• Texto de estudo:
O patrono tirou a cartola e deu lugar ao gestor

Futebol e carnaval já estiveram ligados diretamente nos bastidores. Relação que teve como principal nome Castor de Andrade, rei do jogo do bicho no Rio, patrono da escola de samba Mocidade Independente e presidente de honra do Bangu.

Castor herdou do pai, Euzébio de Andrade, presidente do Bangu de 1963 a 68, a paixão por um dos times mais tradicionais do Brasil, fundado em 1904. Legou também o império da contravenção e, apoiado pela fortuna com o jogo de azar, transformou o Alvirrubro em potência no início dos anos 80 – vice-campeão brasileiro em 1985, derrotado pelo Coritiba.

"Era comum falarem que ‘o senhor é meu Castor e nada nos faltará’. Foi alguém muito significativo no Bangu", diz Rita de Cássia, presidente do clube de 2004 a 2006.

São inúmeras as lendas, e verdades, envolvendo o "Doutor" Castor. Ficaram famosas as "segundas-feiras sem lei", festas promovidas pelos jogadores do Bangu nos dias seguintes às vitórias, patrocinadas com montanhas de dinheiro oferecidas pelo dirigente. A reputação de Castor, falecido em 1997, fez dele o arquétipo do cartola folclórico do futebol, mistura de mecenas, de espírito paternalista nas vitórias, e fúria implacável nas derrotas.

• Trecho do conjunto:
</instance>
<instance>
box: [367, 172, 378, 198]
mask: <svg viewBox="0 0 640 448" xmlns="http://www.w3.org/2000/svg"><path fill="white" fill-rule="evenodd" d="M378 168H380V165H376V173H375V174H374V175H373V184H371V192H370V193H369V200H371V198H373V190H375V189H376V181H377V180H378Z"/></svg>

• Instrução da tarefa 1:
Segundo o texto de estudo, o que permitiu a Castor de Andrade transformar o Bangu em potência no início dos anos 80? Responda em uma ou duas frases.
• Instrução da tarefa 2:
No texto de estudo, por qual time o Bangu foi derrotado ao ficar com o vice-campeonato brasileiro de 1985?
• Instrução da tarefa 3:
Prossiga o texto sobre Castor de Andrade e o Bangu a partir do ponto em que ele termina.

• Área de resposta 1:
Ele se apoiou na fortuna obtida com o jogo de azar. Com isso, o Bangu chegou a vice-campeão brasileiro em 1985.

• Área de resposta 2:
Pelo Coritiba.

• Área de resposta 3:
Tais personagens, que renderiam bons sambas-enredos, recheados de louvações e passagens consideradas extraordinárias, foram sendo escanteados ao longo dos anos. Nos últimos dez, acabaram substituídos por dirigentes com vocação empresarial. Para o futebol moderno, presidente "apaixonado" pelo clube possui destaque só no organograma.

"É um movimento que começou lá no início dos anos 90, com a entrada da Parmalat no futebol do Palmeiras", aponta Amir Somoggi, consultor de marketing e gestão esportiva.

"Futebol não é mais para amadores. No Atlético-MG temos orçamento anual de R$ 250 milhões. O clube tem diretores remunerados em todas as áreas. Os presidentes, que geralmente têm empresas e não são remunerados, podem assumir caráter institucional", diz Eduardo Maluf, diretor de futebol do Galo.

Apesar disso, de acordo com Somoggi, a administração no esporte nacional ainda se assemelha aos cartolas de antigamente. "Ainda estamos engatinhando nesse processo. Embora exista a preocupação com a gestão, muitas das decisões ainda são tomadas de forma amadora".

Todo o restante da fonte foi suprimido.